Swap "detected instance" for "located object" throughout the records below, and leave everything else in them unchanged.

Coordinate annotation records
════════════════════
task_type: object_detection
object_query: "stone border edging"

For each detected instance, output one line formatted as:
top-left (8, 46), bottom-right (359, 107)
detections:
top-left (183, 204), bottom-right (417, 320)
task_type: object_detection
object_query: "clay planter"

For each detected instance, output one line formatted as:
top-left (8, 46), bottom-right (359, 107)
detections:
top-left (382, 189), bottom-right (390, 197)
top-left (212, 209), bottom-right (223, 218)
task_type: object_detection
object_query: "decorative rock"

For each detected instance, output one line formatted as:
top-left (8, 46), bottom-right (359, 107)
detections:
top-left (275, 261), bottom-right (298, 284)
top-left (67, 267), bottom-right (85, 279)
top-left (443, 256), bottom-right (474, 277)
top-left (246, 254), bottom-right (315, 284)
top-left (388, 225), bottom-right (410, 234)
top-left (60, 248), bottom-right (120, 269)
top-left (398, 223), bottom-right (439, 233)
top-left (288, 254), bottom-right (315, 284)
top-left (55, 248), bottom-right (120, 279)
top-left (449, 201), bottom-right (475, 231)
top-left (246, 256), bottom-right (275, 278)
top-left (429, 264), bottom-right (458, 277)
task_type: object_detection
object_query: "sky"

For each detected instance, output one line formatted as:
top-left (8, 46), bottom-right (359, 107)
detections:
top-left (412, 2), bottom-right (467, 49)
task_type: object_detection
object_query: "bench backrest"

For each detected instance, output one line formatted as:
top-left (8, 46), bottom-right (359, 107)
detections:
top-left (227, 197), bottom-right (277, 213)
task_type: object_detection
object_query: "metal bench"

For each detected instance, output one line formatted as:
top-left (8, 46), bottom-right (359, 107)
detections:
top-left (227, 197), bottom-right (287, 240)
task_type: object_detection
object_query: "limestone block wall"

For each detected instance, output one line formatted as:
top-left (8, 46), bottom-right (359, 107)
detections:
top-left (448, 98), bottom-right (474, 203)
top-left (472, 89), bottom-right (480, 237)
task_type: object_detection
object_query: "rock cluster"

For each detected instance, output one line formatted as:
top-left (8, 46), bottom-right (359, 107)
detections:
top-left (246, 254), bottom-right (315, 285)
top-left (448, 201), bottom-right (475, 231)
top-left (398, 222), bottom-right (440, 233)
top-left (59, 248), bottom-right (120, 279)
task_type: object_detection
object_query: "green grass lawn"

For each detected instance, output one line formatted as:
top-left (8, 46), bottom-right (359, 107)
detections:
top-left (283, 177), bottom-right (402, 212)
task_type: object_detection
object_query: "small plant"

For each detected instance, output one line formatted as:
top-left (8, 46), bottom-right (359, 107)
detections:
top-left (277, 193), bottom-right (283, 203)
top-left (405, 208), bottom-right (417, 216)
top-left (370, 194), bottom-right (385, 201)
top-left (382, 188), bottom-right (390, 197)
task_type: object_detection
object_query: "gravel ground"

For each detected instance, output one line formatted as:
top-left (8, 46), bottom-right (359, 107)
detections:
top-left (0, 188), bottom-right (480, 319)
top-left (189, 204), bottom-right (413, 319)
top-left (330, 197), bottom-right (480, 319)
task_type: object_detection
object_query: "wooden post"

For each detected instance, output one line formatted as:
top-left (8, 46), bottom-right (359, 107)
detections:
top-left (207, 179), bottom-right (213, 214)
════════════════════
◆ Task solution
task_type: object_detection
object_query: "stone border edging"

For each located object, output one line formatted as:
top-left (8, 46), bottom-right (359, 107)
detections:
top-left (183, 204), bottom-right (417, 320)
task_type: object_detection
object_query: "clay planter"

For each located object, output one line formatted as:
top-left (8, 46), bottom-right (359, 107)
detections:
top-left (382, 189), bottom-right (390, 197)
top-left (212, 209), bottom-right (223, 218)
task_type: object_detection
object_query: "decorative rock"

For each located object, output one line formatted as:
top-left (8, 46), bottom-right (359, 107)
detections:
top-left (275, 261), bottom-right (298, 284)
top-left (67, 267), bottom-right (85, 279)
top-left (443, 256), bottom-right (474, 277)
top-left (246, 254), bottom-right (315, 284)
top-left (388, 225), bottom-right (410, 234)
top-left (60, 248), bottom-right (120, 269)
top-left (398, 223), bottom-right (439, 233)
top-left (288, 254), bottom-right (315, 284)
top-left (55, 248), bottom-right (120, 279)
top-left (449, 201), bottom-right (475, 231)
top-left (246, 256), bottom-right (275, 278)
top-left (429, 264), bottom-right (458, 277)
task_type: object_detection
object_query: "sky"

For each located object, output one line formatted as:
top-left (8, 46), bottom-right (359, 107)
detections:
top-left (412, 2), bottom-right (467, 49)
task_type: object_detection
object_query: "bench backrest"

For each located object, output one line formatted as:
top-left (8, 46), bottom-right (359, 107)
detections:
top-left (227, 197), bottom-right (277, 213)
task_type: object_detection
object_query: "metal bench"

For each located object, output one line formatted as:
top-left (8, 46), bottom-right (359, 107)
detections:
top-left (227, 197), bottom-right (287, 240)
task_type: object_detection
object_query: "limestone block wall"

For each located object, output one line formatted as:
top-left (8, 46), bottom-right (359, 107)
detections:
top-left (448, 98), bottom-right (474, 203)
top-left (472, 89), bottom-right (480, 237)
task_type: object_detection
object_query: "rock cluster"

For each located object, output one line formatted as:
top-left (8, 46), bottom-right (359, 107)
detections:
top-left (246, 254), bottom-right (315, 285)
top-left (448, 201), bottom-right (475, 231)
top-left (398, 222), bottom-right (440, 233)
top-left (59, 248), bottom-right (120, 279)
task_type: object_detection
object_query: "green grass lawn"

For each located object, output one line formatted as:
top-left (8, 46), bottom-right (359, 107)
detections:
top-left (283, 177), bottom-right (402, 212)
task_type: object_detection
object_query: "small plant"

For each located object, output one line formatted as:
top-left (8, 46), bottom-right (359, 107)
detections:
top-left (277, 193), bottom-right (283, 203)
top-left (405, 208), bottom-right (417, 216)
top-left (370, 194), bottom-right (385, 201)
top-left (382, 188), bottom-right (390, 197)
task_type: object_detection
object_query: "gravel ground"

For each located object, output one line formatted as:
top-left (8, 46), bottom-right (359, 107)
detections:
top-left (0, 188), bottom-right (480, 319)
top-left (189, 204), bottom-right (413, 319)
top-left (330, 197), bottom-right (480, 319)
task_type: object_detection
object_query: "wooden post"

For each located object, output one line formatted as:
top-left (8, 46), bottom-right (359, 107)
detections:
top-left (207, 179), bottom-right (213, 214)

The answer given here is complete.